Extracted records
Segment Open

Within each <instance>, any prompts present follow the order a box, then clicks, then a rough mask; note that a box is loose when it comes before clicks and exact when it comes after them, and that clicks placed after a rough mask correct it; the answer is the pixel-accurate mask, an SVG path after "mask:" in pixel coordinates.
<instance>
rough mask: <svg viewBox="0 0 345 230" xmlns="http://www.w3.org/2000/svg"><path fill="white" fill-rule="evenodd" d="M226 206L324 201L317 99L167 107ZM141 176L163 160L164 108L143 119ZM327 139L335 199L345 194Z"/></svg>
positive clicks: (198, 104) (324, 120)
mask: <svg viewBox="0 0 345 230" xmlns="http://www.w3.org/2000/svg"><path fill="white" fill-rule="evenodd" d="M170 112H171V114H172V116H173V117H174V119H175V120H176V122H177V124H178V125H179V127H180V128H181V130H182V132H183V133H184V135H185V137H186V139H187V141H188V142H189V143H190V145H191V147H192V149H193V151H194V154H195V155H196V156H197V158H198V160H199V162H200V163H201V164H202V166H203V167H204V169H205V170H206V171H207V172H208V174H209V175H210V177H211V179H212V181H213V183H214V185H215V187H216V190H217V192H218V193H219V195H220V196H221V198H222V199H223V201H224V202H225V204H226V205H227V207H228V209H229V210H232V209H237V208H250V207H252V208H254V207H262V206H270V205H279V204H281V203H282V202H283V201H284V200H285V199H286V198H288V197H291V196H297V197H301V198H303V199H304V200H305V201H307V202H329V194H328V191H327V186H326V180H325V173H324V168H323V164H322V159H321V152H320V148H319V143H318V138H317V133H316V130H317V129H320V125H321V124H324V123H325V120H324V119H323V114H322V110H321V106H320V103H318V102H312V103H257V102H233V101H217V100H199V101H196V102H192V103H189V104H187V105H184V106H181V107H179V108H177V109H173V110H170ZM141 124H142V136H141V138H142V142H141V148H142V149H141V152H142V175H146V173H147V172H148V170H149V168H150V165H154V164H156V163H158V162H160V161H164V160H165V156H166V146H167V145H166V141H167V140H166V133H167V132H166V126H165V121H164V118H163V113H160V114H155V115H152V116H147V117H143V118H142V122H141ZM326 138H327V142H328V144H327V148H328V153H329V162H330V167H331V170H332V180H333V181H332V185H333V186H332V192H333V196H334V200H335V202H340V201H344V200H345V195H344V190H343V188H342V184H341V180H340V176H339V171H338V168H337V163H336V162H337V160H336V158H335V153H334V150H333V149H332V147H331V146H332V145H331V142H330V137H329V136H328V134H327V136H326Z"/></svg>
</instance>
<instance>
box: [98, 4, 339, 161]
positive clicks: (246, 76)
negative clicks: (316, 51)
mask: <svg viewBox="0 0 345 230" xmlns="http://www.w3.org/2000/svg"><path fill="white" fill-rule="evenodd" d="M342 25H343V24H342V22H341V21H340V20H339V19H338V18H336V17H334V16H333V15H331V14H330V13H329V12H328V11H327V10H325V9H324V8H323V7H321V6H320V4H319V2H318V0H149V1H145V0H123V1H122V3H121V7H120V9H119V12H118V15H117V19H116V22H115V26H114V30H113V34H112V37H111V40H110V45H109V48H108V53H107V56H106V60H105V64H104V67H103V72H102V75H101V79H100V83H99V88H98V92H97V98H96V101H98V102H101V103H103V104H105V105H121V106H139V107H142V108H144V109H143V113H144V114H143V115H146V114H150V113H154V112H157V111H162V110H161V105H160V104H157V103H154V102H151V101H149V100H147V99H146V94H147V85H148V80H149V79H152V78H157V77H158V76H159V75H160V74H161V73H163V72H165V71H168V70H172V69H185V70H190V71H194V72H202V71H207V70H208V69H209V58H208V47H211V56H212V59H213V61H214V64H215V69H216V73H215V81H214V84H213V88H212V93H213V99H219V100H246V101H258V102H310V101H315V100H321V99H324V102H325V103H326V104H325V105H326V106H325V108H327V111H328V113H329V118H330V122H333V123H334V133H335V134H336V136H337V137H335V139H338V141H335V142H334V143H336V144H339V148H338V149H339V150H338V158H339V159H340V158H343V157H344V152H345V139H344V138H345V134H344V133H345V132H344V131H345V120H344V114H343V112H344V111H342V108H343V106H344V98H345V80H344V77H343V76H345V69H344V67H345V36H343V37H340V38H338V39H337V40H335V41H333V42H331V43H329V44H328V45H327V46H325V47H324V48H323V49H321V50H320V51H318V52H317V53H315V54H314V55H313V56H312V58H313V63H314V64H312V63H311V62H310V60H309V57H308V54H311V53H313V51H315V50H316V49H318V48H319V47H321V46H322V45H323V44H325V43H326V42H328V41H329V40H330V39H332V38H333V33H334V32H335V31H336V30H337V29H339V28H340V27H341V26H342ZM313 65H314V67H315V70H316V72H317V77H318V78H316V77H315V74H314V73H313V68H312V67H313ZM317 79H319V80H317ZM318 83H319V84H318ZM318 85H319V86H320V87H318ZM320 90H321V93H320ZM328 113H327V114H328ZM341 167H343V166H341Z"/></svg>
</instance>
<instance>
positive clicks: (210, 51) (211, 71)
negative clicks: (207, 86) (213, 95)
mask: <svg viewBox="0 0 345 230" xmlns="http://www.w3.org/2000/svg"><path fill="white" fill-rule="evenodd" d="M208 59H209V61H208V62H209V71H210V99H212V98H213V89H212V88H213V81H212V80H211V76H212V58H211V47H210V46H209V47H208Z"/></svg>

Segment Closed

* [What the exercise asks]:
Output only the lines from the one holding "positive clicks: (210, 51) (211, 71)" through the last line above, exactly as they appear.

* [Reply]:
positive clicks: (210, 51) (211, 71)
negative clicks: (207, 86) (213, 95)
mask: <svg viewBox="0 0 345 230" xmlns="http://www.w3.org/2000/svg"><path fill="white" fill-rule="evenodd" d="M208 59H209V61H208V62H209V71H210V99H212V98H213V89H212V88H213V81H212V80H211V76H212V58H211V47H210V46H209V47H208Z"/></svg>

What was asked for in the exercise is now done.